__The request__
Your task is to repeat the records exactly from the line containing "Wildlife-tally request: put a marker on the maroon coupe" onward, through the final line.
══ Data for processing ══
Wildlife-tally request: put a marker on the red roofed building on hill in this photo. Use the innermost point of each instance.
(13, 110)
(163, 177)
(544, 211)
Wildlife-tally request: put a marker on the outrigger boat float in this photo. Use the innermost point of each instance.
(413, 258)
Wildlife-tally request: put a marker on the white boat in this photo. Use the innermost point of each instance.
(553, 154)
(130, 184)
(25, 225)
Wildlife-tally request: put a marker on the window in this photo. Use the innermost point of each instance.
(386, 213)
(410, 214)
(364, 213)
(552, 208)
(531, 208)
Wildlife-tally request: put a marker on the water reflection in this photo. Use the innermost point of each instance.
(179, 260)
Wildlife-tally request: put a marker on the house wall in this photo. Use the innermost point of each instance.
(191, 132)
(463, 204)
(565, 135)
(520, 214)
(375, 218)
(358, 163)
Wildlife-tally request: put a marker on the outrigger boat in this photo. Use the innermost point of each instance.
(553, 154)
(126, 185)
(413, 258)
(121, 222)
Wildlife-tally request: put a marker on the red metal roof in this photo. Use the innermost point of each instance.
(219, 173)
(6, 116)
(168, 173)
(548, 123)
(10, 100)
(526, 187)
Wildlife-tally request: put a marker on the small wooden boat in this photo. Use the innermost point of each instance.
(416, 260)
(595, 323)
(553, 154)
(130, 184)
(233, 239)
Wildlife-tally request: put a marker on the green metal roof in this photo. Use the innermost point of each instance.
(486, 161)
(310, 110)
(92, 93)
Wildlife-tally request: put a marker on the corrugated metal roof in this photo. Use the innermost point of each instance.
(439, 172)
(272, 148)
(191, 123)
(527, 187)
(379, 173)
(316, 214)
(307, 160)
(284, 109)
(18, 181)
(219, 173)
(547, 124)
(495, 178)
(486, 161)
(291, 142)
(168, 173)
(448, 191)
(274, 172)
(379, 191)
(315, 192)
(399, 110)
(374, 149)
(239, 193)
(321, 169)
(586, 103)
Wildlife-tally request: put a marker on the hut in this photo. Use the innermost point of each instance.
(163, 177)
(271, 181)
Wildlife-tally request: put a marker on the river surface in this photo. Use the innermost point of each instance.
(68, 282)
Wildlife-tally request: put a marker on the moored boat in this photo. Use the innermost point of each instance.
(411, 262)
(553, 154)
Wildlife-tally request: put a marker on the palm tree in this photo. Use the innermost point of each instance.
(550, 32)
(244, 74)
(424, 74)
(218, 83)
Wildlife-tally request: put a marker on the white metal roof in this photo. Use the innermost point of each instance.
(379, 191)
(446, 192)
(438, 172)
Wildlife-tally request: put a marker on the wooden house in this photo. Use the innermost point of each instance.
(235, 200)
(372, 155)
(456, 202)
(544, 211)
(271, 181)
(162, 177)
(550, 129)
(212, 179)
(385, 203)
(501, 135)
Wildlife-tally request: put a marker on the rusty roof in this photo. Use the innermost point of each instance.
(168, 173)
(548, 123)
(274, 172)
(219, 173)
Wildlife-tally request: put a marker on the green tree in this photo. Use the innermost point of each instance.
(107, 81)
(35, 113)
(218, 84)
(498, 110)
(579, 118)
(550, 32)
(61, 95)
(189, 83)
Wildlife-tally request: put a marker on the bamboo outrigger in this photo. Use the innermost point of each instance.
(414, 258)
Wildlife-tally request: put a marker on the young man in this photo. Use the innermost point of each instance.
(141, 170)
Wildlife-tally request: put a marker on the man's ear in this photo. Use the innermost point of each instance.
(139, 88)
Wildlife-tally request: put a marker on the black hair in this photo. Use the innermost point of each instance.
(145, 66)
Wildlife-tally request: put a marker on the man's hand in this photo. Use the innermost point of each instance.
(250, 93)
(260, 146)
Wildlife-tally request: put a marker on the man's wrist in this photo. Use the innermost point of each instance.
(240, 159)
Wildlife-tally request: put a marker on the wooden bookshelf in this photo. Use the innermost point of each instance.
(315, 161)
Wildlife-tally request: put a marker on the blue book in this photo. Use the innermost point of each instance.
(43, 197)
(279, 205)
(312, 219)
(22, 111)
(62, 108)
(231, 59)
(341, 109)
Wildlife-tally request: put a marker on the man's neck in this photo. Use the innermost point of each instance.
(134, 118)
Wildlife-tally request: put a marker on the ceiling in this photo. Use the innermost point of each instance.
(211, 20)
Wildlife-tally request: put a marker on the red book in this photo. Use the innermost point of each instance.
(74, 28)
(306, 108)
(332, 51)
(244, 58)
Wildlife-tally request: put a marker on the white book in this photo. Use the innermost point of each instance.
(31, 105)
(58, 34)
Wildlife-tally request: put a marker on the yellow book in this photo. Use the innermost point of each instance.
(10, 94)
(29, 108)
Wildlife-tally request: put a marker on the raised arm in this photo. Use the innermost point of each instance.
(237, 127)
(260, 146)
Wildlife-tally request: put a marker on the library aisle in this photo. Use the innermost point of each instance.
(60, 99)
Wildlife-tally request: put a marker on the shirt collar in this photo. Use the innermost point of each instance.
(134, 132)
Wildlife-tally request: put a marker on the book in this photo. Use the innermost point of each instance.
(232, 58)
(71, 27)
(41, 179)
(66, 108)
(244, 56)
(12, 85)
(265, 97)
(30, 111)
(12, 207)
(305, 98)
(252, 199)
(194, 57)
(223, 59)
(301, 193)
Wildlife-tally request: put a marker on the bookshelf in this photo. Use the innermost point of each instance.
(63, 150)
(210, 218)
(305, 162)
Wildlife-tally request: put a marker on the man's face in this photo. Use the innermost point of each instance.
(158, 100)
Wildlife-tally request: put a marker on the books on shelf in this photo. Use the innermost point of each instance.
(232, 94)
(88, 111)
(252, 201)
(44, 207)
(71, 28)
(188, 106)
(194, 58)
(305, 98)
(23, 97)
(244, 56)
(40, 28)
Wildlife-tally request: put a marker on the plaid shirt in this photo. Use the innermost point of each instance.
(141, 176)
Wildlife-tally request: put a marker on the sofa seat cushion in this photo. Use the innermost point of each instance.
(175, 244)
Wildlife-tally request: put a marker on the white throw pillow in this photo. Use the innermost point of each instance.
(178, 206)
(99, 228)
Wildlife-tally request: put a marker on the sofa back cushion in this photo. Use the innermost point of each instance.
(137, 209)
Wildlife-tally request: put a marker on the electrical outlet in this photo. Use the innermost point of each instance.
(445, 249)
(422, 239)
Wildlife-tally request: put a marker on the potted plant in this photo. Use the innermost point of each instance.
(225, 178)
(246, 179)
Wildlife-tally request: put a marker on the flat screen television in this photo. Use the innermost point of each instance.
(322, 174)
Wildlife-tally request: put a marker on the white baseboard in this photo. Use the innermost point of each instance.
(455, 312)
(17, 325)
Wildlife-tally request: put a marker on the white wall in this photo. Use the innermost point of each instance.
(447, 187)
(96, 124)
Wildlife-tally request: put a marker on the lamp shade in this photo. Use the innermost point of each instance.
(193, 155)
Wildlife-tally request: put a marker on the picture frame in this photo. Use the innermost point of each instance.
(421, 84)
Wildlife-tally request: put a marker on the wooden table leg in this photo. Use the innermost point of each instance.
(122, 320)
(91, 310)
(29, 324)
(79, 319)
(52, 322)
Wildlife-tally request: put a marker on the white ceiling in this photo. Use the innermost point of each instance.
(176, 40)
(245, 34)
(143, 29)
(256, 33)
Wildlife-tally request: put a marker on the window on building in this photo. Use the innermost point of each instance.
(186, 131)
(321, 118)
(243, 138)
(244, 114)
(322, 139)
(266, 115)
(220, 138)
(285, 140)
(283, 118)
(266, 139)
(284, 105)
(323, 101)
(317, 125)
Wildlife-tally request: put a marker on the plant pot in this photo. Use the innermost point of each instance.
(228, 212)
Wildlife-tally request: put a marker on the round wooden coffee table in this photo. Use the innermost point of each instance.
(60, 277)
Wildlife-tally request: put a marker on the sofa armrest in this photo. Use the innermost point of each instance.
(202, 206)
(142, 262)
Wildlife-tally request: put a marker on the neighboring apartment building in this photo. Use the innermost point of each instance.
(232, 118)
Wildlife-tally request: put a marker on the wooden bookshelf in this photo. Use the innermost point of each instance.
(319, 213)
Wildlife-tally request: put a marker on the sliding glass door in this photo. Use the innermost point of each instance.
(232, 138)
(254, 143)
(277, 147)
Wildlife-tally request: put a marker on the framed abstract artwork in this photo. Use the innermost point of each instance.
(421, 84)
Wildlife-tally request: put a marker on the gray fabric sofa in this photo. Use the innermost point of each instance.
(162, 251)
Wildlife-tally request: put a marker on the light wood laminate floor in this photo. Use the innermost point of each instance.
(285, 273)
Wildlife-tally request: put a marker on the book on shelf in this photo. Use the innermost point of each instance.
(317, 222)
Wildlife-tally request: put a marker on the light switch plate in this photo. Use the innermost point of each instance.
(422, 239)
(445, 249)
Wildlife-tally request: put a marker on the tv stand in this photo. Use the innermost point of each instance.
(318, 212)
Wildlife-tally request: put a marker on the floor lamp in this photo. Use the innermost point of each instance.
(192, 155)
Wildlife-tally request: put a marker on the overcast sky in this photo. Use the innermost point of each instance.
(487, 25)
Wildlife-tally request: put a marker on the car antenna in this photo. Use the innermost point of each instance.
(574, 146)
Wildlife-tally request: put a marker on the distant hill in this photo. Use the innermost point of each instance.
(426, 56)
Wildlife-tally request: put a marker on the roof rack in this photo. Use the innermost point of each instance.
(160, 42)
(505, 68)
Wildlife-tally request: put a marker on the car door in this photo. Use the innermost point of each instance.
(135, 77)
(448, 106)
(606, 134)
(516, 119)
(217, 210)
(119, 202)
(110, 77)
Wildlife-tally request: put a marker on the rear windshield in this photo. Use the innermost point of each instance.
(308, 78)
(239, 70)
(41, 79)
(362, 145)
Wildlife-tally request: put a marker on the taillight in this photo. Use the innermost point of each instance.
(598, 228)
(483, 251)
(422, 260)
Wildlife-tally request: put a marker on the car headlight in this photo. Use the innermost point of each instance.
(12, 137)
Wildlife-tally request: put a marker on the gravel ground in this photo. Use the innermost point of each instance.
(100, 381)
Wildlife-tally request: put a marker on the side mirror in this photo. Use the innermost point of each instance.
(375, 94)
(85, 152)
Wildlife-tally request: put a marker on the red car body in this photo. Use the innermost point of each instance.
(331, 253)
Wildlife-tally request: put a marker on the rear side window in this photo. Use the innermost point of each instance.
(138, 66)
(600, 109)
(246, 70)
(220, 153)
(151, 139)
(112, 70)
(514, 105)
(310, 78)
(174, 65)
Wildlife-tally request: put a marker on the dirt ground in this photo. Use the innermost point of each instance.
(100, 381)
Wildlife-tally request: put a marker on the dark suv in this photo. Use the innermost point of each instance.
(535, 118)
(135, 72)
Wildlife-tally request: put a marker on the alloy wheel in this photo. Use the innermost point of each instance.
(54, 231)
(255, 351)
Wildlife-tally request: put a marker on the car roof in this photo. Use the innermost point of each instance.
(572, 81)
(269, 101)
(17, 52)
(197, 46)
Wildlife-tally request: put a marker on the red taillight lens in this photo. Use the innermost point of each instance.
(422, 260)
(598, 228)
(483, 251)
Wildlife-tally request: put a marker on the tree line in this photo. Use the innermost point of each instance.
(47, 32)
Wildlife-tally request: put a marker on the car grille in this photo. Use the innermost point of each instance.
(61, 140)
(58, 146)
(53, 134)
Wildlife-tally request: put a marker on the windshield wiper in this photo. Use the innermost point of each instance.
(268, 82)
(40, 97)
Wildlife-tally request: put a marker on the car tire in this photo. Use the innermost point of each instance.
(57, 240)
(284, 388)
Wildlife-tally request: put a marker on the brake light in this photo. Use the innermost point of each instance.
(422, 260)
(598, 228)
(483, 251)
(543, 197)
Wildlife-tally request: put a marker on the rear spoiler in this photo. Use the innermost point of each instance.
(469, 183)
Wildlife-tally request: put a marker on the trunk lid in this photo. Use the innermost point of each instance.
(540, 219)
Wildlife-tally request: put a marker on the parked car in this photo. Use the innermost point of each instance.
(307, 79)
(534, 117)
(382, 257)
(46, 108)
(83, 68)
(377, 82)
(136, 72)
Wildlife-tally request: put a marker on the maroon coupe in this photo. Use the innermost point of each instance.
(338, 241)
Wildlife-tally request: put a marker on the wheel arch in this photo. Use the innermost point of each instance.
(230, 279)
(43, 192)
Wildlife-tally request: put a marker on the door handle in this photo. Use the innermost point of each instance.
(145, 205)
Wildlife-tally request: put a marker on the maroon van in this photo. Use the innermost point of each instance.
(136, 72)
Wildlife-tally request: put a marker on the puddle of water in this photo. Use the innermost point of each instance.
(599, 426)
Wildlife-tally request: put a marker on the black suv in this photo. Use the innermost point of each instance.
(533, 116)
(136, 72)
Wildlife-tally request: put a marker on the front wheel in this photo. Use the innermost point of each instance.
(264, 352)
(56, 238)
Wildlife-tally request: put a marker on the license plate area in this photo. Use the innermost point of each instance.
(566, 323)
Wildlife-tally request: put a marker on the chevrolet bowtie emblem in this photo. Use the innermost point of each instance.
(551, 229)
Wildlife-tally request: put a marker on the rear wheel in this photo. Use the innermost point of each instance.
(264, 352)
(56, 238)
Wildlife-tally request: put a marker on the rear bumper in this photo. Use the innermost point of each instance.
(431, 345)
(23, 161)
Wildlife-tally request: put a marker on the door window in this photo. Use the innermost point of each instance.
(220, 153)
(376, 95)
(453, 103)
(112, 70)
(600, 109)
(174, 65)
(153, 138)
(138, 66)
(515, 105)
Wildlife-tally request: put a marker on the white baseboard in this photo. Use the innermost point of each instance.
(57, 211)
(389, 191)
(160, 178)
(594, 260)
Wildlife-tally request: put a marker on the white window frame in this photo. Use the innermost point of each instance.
═══
__Completed task__
Wildlife-tally request: put a marker on the maroon coupe in this photo. Use the innermost point of each instance.
(338, 241)
Wildlife-tally request: put a marker on the wheel arch in this photo. Use the innermost point of each instance.
(230, 279)
(43, 192)
Wildlife-tally request: put a marker on the door handle in this photo. Use the innermost point of each instance.
(145, 205)
Wildlife-tally request: put a marker on the maroon van in this photo. Use the innermost point of each instance.
(136, 72)
Wildlife-tally request: put a marker on the puddle of water in this photo. Use the innermost point of each instance.
(599, 426)
Wildlife-tally request: put a marker on the black suv in this photo. Use the innermost point of each instance.
(533, 116)
(136, 72)
Wildlife-tally request: put a marker on the front wheel in this photo. Use the innermost point of each instance.
(264, 352)
(56, 238)
Wildlife-tally request: put a marker on the license plate area in this photo. Use the innermost point of each instance.
(566, 323)
Wildlife-tally request: put a marker on the chevrolet bowtie emblem in this photo. Use the innermost point of each instance.
(551, 229)
Wildlife-tally request: put a marker on the rear wheel in this photo. Use the innermost point of each instance.
(264, 352)
(56, 238)
Wildlife-tally request: put a marker on the rear bumper in this photo. Use the innermost point of each instance.
(431, 345)
(23, 161)
Wildlife-tally request: put a marker on the door window in this photo. Use the innermost point of each instance.
(220, 153)
(376, 95)
(453, 103)
(112, 70)
(600, 109)
(174, 65)
(153, 138)
(138, 66)
(515, 105)
Wildlife-tally request: put a marker on the white baseboard in this photo. Use the innermost point of each instance.
(57, 211)
(389, 191)
(160, 178)
(594, 260)
Wildlife-tally request: put a marker on the white window frame in this photo. Use the innermost point of each instance.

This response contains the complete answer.